OBJECTIVE:
Please put the records below into a two-column CSV headed record_text and answer, one row per record, with each record's text and its answer in single quoted fields and every line break replaced by a space.
[START DATA FOR THIS EXERCISE]
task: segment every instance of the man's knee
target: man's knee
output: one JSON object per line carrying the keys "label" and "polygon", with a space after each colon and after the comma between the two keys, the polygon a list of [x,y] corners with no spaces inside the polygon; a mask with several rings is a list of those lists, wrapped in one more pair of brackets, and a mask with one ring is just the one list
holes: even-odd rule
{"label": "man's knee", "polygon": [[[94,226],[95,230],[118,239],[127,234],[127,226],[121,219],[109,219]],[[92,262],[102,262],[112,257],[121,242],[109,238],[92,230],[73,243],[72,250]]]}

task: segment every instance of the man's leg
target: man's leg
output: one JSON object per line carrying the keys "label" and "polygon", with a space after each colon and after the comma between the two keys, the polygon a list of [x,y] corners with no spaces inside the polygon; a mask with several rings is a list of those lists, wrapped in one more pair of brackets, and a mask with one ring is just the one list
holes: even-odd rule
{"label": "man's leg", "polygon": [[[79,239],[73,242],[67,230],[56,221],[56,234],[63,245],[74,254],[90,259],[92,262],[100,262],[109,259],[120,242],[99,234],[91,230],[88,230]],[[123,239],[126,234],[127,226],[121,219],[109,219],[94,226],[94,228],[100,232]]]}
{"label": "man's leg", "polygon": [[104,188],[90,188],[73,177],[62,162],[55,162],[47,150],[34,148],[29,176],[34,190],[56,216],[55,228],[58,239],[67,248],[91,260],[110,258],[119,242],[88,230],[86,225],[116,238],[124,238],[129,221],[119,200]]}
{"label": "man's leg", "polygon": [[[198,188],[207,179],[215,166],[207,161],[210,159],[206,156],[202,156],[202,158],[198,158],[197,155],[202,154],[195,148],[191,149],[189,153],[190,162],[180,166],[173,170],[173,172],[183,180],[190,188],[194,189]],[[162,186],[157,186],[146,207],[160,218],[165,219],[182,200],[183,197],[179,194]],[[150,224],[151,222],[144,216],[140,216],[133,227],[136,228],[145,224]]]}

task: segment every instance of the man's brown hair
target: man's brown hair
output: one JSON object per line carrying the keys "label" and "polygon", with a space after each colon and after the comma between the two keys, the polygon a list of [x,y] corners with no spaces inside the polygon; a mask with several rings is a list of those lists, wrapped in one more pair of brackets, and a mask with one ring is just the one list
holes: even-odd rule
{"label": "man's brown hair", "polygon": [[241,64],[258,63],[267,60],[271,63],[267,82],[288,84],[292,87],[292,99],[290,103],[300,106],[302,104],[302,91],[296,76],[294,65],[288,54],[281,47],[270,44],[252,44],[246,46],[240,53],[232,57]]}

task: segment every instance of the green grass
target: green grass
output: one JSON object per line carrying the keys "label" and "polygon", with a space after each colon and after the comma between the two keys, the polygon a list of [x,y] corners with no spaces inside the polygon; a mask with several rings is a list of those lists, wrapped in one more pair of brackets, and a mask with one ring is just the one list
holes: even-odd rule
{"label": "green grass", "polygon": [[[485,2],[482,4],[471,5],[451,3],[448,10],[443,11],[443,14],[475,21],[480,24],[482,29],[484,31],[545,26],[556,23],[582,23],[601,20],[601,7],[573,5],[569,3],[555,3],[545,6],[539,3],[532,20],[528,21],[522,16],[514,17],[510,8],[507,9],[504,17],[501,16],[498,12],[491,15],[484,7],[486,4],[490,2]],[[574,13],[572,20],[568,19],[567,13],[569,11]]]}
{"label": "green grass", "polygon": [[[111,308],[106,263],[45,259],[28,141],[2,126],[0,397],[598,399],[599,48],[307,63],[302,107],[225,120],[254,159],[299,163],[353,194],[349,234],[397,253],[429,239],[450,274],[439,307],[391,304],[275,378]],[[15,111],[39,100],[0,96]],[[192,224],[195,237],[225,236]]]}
[END DATA FOR THIS EXERCISE]
FINAL RESULT:
record_text,answer
"task: segment every instance of the man's knee target: man's knee output: one JSON object per line carrying the keys ""label"" and ""polygon"", with a space after each colon and after the comma between the two keys, the polygon a list of [x,y] corners with no spaces inside the polygon; a mask with several rings is a list of those lists, wrapped in one more pair of brackets, and a mask with one ring is just the one list holes: even-odd rule","{""label"": ""man's knee"", ""polygon"": [[[94,226],[95,230],[118,239],[127,234],[127,226],[121,219],[109,219]],[[92,262],[102,262],[112,257],[121,242],[109,238],[92,230],[73,243],[72,250]]]}"
"task: segment every instance of the man's leg target: man's leg output: one JSON object per line carrying the keys ""label"" and ""polygon"", with a space after each colon and after the comma between the two keys, the polygon a list of [x,y] corners with no spaces inside the polygon; a mask with several rings is a list of those lists, wrapped in one more pair of brackets, and a mask with one ring is just the one list holes: even-odd rule","{""label"": ""man's leg"", ""polygon"": [[[79,239],[73,242],[67,230],[56,221],[56,234],[63,245],[74,254],[90,259],[92,262],[100,262],[109,259],[120,242],[99,234],[91,230],[88,230]],[[123,239],[126,234],[127,226],[121,219],[109,219],[94,226],[94,228],[100,232]]]} {""label"": ""man's leg"", ""polygon"": [[104,188],[90,188],[73,177],[62,162],[55,162],[47,150],[34,148],[29,176],[34,190],[56,216],[55,228],[58,239],[67,248],[91,260],[110,258],[119,242],[88,230],[86,225],[116,238],[124,238],[129,221],[119,200]]} {""label"": ""man's leg"", ""polygon"": [[[198,188],[207,179],[215,166],[207,161],[210,159],[206,156],[202,156],[202,158],[198,158],[197,155],[202,154],[195,148],[191,149],[189,153],[190,162],[180,166],[173,170],[173,172],[183,180],[190,188],[194,189]],[[162,186],[157,186],[146,207],[160,218],[165,219],[182,200],[183,197],[179,194]],[[150,224],[151,222],[144,216],[140,216],[133,227],[136,228],[145,224]]]}"
"task: segment every instance of the man's brown hair target: man's brown hair output: one JSON object per line carrying the keys ""label"" and ""polygon"", with a space after each colon and after the comma between the two keys, the polygon a list of [x,y] corners with no spaces inside the polygon; a mask with several rings is a list of those lists, wrapped in one more pair of brackets, and a mask with one ring is just the one list holes: even-odd rule","{""label"": ""man's brown hair"", ""polygon"": [[241,64],[258,63],[267,60],[271,63],[267,82],[288,84],[292,87],[292,99],[290,103],[300,106],[302,104],[302,91],[296,76],[294,65],[288,54],[281,47],[270,44],[252,44],[246,46],[240,53],[232,57]]}"
"task: segment every instance of the green grass target: green grass output: one JSON object per line carrying the keys ""label"" and ""polygon"", with a space after each colon and after the comma between the two keys, the polygon a list of [x,y] corners with no spaces inside the polygon; a mask with several rings is a list of those lists, wrapped in one more pair of brackets, and a mask with one ring is just the one list holes: even-odd rule","{""label"": ""green grass"", ""polygon"": [[[485,2],[482,4],[471,5],[451,3],[448,10],[443,11],[443,14],[475,21],[480,24],[482,29],[484,31],[545,26],[556,23],[582,23],[601,20],[601,7],[573,5],[569,3],[555,3],[545,6],[539,3],[532,20],[528,21],[522,16],[514,17],[510,8],[507,9],[504,17],[501,16],[498,12],[491,15],[484,7],[486,4],[490,2]],[[574,13],[572,20],[568,19],[567,13],[569,11]]]} {""label"": ""green grass"", ""polygon"": [[[111,308],[106,263],[45,259],[28,141],[2,126],[0,397],[598,399],[599,48],[307,63],[302,107],[225,120],[254,159],[299,163],[353,194],[349,234],[397,253],[429,239],[450,274],[439,307],[391,304],[275,378]],[[15,111],[39,100],[0,96]],[[192,224],[195,237],[225,236]]]}"